Passage for review
Blind and visually impaired people in Scotland can now learn about the latest data on Covid outbreaks near their home thanks to a website with a special sonic interface developed by volunteers.
The site plays musical notes to create sonic graphs of Covid-19 cases that allow the visually impaired to keep track of infection rates and fatalities, using the latest official data for health boards and local councils.
It borrows a technique used in high-energy astronomy where astronomers use audible tones to augment charts of complex information from parts of the electromagnetic spectrum invisible to the human eye.
Its developers were drawn from a group of 1,000 volunteers called the Scottish Tech Army (STA), set up to help charities and public bodies use technology during the pandemic. They believe it is the first time this technique has been used in a public health project.
Alistair Forbes, a tech entrepreneur who co-founded the STA, said the system, known as sonification, could be easily taken up across the UK and overseas.

Data shown
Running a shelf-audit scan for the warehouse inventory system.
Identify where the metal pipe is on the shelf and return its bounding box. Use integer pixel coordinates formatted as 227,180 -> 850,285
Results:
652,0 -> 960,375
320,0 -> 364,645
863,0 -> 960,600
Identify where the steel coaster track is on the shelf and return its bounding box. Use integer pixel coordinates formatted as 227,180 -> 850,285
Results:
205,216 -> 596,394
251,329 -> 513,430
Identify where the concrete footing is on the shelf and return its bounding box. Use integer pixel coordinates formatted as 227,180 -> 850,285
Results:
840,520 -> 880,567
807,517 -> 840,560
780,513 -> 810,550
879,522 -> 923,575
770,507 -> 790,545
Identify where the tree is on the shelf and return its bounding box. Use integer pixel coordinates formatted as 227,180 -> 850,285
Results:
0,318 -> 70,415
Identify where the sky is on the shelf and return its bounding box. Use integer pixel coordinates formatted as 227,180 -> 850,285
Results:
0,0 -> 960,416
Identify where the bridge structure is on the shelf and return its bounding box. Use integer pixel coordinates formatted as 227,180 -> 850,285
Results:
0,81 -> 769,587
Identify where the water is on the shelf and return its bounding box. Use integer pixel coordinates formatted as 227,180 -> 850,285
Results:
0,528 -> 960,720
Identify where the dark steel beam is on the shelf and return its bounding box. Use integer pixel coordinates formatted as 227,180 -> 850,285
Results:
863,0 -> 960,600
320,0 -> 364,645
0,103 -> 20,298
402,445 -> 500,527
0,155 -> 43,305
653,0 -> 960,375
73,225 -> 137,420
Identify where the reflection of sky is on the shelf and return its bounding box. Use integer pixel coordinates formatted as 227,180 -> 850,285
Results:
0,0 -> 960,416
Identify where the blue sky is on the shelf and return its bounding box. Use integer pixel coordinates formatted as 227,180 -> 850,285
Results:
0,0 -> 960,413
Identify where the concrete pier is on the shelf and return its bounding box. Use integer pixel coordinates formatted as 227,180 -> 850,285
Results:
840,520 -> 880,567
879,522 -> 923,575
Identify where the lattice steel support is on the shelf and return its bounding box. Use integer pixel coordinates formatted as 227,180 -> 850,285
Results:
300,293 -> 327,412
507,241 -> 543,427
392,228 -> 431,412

Assignment
Please repeat the article on Covid sonic graphs word for word, from its first sentence to its last. Rely only on the article on Covid sonic graphs, not on the listing.

Finished exercise
Blind and visually impaired people in Scotland can now learn about the latest data on Covid outbreaks near their home thanks to a website with a special sonic interface developed by volunteers.
The site plays musical notes to create sonic graphs of Covid-19 cases that allow the visually impaired to keep track of infection rates and fatalities, using the latest official data for health boards and local councils.
It borrows a technique used in high-energy astronomy where astronomers use audible tones to augment charts of complex information from parts of the electromagnetic spectrum invisible to the human eye.
Its developers were drawn from a group of 1,000 volunteers called the Scottish Tech Army (STA), set up to help charities and public bodies use technology during the pandemic. They believe it is the first time this technique has been used in a public health project.
Alistair Forbes, a tech entrepreneur who co-founded the STA, said the system, known as sonification, could be easily taken up across the UK and overseas.